* [Activity] Instruction for the entries below: return the part that opens with the line containing "Mark one point on each instance of the green leaf" and closes with the line containing "Mark one point on each instance of the tall", exactly, and no pictures.

*****

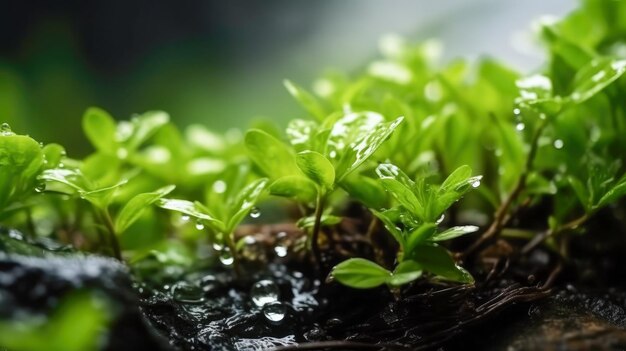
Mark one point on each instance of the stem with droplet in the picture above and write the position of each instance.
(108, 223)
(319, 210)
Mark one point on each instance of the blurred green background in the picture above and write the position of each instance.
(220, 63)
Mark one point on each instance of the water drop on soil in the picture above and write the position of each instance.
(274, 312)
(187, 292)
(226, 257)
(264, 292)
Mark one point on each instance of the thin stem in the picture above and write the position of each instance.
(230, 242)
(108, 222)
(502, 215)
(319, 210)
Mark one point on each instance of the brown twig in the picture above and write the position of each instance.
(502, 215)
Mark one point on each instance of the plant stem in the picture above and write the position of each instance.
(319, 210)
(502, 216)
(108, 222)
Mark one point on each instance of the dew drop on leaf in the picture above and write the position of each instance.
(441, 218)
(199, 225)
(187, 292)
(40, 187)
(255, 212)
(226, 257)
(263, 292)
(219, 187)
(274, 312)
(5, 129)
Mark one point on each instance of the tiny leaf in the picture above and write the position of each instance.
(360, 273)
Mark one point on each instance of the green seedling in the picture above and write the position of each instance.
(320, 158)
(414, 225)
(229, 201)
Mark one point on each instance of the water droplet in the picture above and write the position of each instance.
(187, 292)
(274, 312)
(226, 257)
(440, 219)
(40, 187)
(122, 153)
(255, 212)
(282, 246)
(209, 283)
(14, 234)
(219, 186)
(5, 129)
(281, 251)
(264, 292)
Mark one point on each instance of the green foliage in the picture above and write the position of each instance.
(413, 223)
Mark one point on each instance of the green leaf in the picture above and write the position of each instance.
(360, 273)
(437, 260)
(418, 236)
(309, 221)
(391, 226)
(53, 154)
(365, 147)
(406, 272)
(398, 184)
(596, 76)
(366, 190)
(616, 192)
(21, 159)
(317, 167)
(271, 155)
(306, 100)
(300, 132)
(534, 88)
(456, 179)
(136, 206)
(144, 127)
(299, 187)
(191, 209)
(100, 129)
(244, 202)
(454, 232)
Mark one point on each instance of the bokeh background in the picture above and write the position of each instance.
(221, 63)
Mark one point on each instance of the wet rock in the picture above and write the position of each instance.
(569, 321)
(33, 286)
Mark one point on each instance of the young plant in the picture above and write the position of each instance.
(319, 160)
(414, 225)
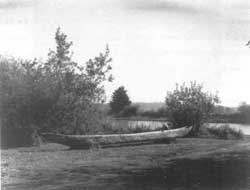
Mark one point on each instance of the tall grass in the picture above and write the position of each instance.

*****

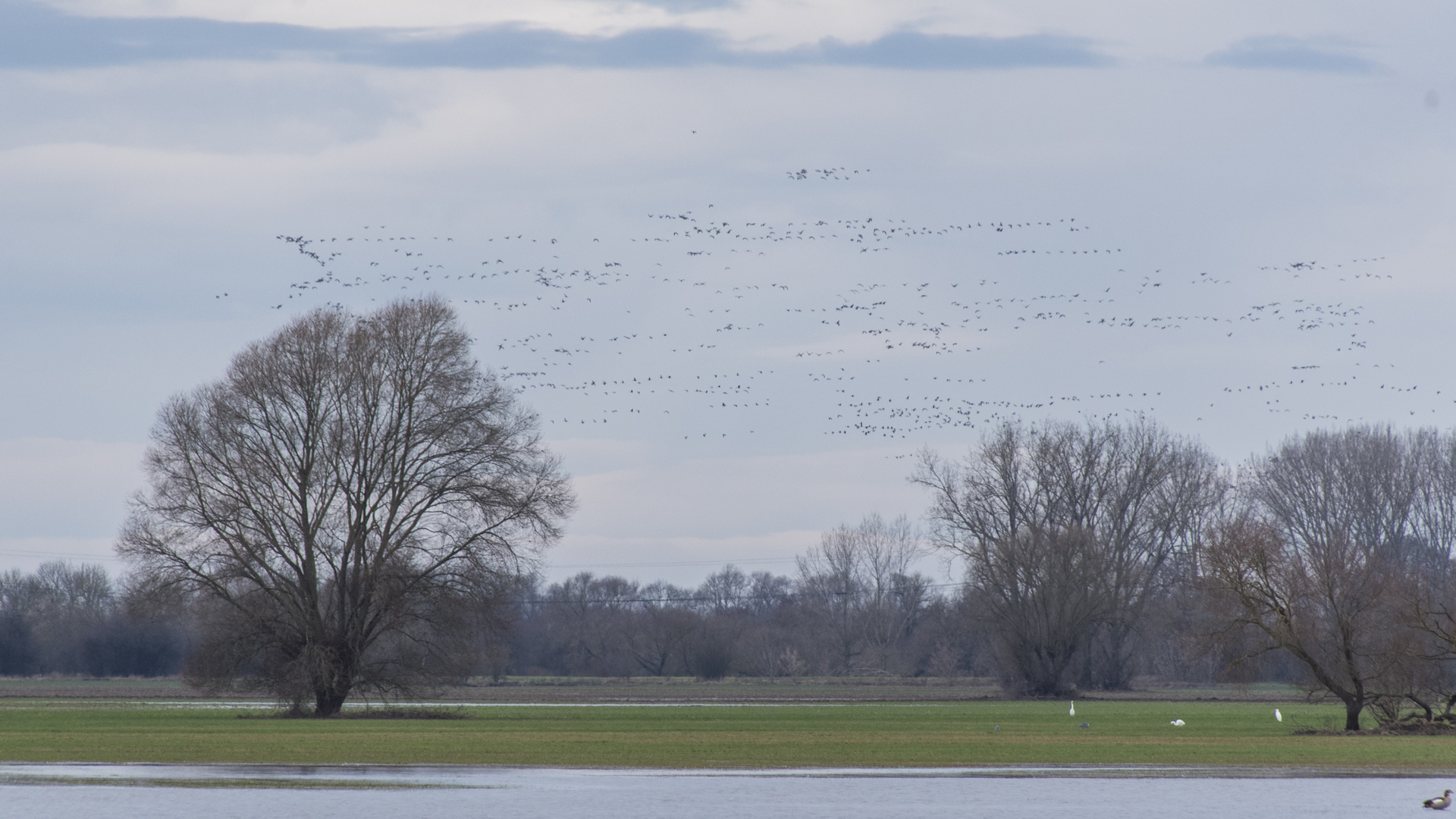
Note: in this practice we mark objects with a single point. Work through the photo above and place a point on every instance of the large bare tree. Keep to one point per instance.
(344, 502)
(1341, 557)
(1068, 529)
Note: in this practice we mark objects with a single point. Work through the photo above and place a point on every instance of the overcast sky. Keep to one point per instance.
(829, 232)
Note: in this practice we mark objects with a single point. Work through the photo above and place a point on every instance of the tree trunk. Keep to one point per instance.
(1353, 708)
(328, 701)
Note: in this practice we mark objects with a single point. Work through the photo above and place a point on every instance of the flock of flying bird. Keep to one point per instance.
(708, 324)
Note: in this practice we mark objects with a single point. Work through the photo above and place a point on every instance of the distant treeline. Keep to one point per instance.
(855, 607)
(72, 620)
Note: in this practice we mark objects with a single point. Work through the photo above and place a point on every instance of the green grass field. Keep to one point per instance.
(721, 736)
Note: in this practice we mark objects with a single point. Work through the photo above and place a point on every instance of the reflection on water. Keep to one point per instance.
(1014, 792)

*****

* [Exercise answer]
Mark one point on each instance of the green leaf in the picture above and write the position of each instance.
(360, 273)
(437, 260)
(418, 236)
(309, 221)
(391, 226)
(53, 154)
(365, 147)
(406, 272)
(398, 184)
(596, 76)
(366, 190)
(616, 192)
(21, 159)
(317, 167)
(271, 155)
(306, 100)
(300, 132)
(534, 88)
(456, 179)
(136, 206)
(144, 127)
(299, 187)
(191, 209)
(100, 129)
(244, 202)
(454, 232)
Mark one point on each instance of the bokeh background in the picture above and write the position of each instance.
(221, 63)
Mark one point on each instance of the wet rock in the picture above and write the position of each instance.
(569, 321)
(33, 286)
Mark one point on each instance of the young plant in the picture above and write the position of each instance.
(319, 160)
(414, 225)
Mark one point on each instance of the tall grass in the picture above and write the position of each instance.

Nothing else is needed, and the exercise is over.